(Record extracts)

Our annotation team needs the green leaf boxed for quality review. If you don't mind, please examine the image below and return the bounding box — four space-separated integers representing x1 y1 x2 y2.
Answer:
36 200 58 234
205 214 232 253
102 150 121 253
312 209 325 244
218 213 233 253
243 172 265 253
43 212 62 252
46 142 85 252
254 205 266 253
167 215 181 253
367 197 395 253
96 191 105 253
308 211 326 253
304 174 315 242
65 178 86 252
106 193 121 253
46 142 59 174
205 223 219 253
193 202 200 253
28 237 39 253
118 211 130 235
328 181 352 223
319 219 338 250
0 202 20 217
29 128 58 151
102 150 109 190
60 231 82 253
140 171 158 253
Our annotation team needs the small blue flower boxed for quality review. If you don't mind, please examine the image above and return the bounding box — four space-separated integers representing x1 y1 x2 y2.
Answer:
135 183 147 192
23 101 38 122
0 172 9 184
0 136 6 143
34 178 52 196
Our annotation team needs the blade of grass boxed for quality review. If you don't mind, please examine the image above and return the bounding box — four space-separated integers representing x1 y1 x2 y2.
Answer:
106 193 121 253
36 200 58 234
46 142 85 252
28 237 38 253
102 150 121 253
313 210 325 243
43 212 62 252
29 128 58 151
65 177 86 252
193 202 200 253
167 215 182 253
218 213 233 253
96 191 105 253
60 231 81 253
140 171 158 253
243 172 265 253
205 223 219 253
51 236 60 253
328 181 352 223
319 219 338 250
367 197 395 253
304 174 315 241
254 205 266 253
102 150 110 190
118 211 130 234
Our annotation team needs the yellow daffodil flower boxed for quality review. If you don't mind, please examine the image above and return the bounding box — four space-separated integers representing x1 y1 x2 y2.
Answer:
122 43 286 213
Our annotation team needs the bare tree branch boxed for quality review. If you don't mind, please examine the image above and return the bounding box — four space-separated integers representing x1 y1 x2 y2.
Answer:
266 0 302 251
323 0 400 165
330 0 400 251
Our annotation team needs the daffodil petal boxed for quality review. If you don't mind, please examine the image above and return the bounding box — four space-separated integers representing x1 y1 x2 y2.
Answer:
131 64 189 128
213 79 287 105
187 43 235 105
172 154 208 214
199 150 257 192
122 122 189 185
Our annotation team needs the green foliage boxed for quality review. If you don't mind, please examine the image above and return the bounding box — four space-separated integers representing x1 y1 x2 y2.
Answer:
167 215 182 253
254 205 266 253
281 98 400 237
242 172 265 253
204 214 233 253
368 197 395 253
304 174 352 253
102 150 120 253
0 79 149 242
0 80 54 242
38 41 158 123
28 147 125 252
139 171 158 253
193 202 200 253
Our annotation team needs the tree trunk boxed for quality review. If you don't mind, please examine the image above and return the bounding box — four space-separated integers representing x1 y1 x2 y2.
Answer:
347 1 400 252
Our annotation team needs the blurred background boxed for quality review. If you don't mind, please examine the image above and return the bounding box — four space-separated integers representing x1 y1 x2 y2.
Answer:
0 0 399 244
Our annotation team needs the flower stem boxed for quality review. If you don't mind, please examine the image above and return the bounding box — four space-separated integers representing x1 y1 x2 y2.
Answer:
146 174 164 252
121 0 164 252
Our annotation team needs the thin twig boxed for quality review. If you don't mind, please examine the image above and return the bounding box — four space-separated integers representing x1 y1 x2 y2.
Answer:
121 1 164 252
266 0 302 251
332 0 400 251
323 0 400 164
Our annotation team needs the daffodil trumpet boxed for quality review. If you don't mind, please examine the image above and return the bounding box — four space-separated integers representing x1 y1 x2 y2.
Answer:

(End Record extracts)

=== Aim of the exercise ===
Return a copy of every line in the records that includes the string "tree".

=== Exercise answer ===
Our annotation team needs the bare tree branch boxed for quality review. If you don't mind, please examine the image above and return the bounding box — four space-separated integers representing x1 y1 x2 y2.
Our annotation team needs the tree trunk boxed for quality review. If you don't mind, please examine the image above and return the bounding box — four space-separated integers representing x1 y1 x2 y2.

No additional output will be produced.